Reproduce everything in the post on oil dependence from "In his piece" down to "Well, is it?".

• Source passage:
+++
Virginia's Natural Bridge Navigation Blogroll
Search

Archives Credits

Powered by
Movable Type 3.2

Site design by
Sekimori

Amazon Honor System Click Here to Pay Learn More
 
The Commons
Examining Our Oil Dependence
Posted by Pete Geddes  ·  10 February 2005  ·  Energy

It’s an accident of geology that most of the world’s proven reserves of low-cost oil are in unfriendly or politically unstable countries. This reality prompts calls to “reduce our dependence on foreign oil.”

A recent article in Slate magazine describes an alliance of Iraq war hawks seeking to reduce American dollars flowing to oil-rich Islamic theocracies, e.g., Saudi Arabia. James Woolsey, the former director of the CIA, and Frank Gaffney, the president of the Center for Security Policy, believe reducing our demand for imported oil is “a national security imperative.” Their preferred method is through conservation (e.g., Woolsey drives a 58-miles-per-gallon Toyota Prius).

In his piece “The Geo-Green Alternative,” New York Times columnist Thomas Friedman posits that lower oil revenues will spur reform of corrupt Arab regimes. “You give me $18-a-barrel oil and I will give you political and economic reform from Algeria to Iran.... Shrink the oil revenue and they will ... open up their economies and their schools and liberate their women.... It is that simple.”

Well, is it?

Freidman might recall that as recently as 1999 oil was at $9 a barrel. I cringe when smart people say silly things. Friedman needs Econ 101. When demand for oil drops, so do prices. This has two important consequences. First, it will close down a majority of America’s domestic producers. Then, lower prices will increase, not decrease, our dependence on imported oil.

The problem is not that the Saudis use oil revenues to sponsor terrorism. The problem is that sponsoring terrorism is barbaric. If the Saudis sold oranges rather than oil, they could still finance terror operations. For half the price of a 2000 Honda Civic, about $7500, terrorists bought Zodiacs and C4, nearly sinking the USS Cole. They killed 17 sailors, wounding many more.

Why is the developed world so dependent on Persian Gulf oil? The reason is simple and clear. This oil is easy to find and cheap to extract. If we are to reduce our oil consumption, oil prices must rise and remain high. Here’s the logic.

The production cost of a barrel of oil is a function of its finding and lifting costs. In the Middle East, finding costs currently run $3 per barrel, with lifting costs at about $1 to $2.50. North Sea finding costs are near $7 and lifting costs are under $15 per barrel.

We’ve found a trillion-barrel field in the Athabasca oil sands of Alberta. Like western coal, oil sands are strip mined. It then costs between $10 and $15 to get the oil from the sand.

What are the implications? As long as Arab states remain the low-cost producers, their cheap oil will drive higher-cost producers in politically stable countries (e.g., Canada) from the market.

In their new book, The Bottomless Well: The Twilight of Fuel, the Virtue of Waste, and Why We Will Never Run Out of Energy, Peter Huber and Mark Mills explain the logic.
+++
• Data supplied:
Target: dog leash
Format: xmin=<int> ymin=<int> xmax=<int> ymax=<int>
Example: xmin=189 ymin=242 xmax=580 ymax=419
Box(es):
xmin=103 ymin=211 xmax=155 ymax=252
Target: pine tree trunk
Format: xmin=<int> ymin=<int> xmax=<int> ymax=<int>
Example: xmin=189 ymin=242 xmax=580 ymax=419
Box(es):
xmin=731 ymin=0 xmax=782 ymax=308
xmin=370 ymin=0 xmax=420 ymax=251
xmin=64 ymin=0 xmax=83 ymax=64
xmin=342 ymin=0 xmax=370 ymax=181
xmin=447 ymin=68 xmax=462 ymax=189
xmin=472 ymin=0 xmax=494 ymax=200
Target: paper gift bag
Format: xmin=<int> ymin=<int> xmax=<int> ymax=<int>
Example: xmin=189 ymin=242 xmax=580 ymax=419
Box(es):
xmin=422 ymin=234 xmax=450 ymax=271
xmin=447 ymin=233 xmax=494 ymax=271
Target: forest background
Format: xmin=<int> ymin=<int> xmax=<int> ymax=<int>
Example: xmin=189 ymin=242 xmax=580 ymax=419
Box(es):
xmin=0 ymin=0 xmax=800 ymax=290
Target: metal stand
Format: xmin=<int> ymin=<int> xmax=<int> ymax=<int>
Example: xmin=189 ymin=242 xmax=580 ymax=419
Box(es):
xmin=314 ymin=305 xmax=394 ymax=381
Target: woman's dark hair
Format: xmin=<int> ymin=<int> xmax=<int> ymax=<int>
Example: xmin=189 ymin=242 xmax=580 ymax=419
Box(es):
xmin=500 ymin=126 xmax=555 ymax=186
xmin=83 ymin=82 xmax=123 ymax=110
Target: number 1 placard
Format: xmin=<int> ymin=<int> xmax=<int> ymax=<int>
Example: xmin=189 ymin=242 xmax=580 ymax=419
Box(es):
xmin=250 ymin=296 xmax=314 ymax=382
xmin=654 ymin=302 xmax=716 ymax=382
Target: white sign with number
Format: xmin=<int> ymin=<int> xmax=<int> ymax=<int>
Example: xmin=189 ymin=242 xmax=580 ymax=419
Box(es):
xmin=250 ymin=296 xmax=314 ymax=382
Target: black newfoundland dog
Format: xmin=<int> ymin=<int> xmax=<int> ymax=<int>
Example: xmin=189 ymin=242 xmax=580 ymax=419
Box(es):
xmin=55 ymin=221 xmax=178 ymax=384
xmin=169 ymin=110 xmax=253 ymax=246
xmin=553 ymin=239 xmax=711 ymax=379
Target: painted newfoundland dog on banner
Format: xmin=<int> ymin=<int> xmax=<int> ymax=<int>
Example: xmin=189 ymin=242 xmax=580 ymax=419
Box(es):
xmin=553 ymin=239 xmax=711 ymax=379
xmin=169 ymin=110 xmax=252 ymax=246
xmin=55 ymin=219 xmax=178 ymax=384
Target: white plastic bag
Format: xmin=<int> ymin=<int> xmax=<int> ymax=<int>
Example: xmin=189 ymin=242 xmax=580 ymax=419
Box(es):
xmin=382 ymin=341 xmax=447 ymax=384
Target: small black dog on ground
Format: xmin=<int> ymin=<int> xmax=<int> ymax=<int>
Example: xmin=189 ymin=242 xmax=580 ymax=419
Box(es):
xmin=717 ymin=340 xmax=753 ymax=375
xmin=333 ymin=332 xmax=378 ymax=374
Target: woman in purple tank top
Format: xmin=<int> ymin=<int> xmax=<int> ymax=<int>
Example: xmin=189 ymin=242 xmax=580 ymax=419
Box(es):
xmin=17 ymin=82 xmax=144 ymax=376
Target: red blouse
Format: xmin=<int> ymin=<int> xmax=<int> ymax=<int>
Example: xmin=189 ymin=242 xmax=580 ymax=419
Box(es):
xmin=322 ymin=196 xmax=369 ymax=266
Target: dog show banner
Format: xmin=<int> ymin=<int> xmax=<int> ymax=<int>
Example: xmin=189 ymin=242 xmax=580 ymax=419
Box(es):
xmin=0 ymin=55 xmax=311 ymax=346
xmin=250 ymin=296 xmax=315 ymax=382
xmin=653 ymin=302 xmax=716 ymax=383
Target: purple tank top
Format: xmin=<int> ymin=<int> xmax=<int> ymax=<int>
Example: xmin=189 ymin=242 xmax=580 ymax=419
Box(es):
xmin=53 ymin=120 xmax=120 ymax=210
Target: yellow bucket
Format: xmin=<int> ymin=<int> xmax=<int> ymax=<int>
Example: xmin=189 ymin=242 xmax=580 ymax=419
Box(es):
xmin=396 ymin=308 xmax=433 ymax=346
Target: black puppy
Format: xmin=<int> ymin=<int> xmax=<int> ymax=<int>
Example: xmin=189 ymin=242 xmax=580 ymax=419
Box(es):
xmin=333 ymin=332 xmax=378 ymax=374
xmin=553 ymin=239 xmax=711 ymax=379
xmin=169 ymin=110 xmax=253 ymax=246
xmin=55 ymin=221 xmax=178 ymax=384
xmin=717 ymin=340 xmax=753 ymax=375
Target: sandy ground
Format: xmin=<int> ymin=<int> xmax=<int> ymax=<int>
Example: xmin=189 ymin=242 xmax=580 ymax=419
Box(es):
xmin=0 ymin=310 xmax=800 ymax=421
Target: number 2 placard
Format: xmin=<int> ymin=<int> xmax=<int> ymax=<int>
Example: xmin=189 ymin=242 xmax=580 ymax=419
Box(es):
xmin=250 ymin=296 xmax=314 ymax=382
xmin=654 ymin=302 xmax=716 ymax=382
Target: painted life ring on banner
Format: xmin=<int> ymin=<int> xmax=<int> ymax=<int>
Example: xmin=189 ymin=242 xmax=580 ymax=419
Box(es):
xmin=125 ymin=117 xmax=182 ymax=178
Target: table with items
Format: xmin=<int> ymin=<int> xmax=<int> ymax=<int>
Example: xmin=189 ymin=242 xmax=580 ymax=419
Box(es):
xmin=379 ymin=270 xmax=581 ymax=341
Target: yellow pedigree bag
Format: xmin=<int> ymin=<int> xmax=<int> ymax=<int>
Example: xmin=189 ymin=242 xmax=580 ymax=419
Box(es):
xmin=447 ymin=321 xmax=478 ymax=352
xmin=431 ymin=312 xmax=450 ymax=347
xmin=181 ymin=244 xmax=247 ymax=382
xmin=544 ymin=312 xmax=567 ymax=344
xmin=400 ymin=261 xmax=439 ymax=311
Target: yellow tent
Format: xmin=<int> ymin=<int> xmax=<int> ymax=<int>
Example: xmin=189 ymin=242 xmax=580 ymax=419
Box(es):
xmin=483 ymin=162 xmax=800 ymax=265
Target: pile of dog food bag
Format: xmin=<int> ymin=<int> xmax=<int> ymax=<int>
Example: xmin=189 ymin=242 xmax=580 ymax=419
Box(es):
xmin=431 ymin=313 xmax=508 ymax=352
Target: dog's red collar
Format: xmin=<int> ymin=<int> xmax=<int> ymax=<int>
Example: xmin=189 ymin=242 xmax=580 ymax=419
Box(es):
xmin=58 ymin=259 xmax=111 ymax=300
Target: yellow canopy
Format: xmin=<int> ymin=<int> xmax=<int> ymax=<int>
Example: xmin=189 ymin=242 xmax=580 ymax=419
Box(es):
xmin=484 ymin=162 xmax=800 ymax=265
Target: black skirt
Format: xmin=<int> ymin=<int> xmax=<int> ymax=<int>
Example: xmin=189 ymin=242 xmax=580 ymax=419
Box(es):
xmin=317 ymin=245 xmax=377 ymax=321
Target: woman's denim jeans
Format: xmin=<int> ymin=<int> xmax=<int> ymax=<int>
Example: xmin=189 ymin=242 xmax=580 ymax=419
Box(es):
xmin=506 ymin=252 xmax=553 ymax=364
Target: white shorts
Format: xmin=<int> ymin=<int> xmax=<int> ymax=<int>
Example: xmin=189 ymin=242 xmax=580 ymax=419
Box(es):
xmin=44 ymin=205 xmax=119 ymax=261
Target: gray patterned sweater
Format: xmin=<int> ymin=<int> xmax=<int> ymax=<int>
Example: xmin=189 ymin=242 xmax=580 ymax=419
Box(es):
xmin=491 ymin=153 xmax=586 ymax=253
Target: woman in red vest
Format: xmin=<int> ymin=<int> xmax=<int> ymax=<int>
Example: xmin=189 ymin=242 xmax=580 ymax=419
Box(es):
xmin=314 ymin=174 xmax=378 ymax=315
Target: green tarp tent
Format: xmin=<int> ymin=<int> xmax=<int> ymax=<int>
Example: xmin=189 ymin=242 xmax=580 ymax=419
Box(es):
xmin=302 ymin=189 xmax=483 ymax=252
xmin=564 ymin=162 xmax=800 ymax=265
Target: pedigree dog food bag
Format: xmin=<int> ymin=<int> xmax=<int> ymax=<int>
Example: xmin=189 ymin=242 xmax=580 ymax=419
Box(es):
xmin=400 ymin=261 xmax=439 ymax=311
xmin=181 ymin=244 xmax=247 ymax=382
+++
• Response to this task:
In his piece “The Geo-Green Alternative,” New York Times columnist Thomas Friedman posits that lower oil revenues will spur reform of corrupt Arab regimes. “You give me $18-a-barrel oil and I will give you political and economic reform from Algeria to Iran.... Shrink the oil revenue and they will ... open up their economies and their schools and liberate their women.... It is that simple.”

Well, is it?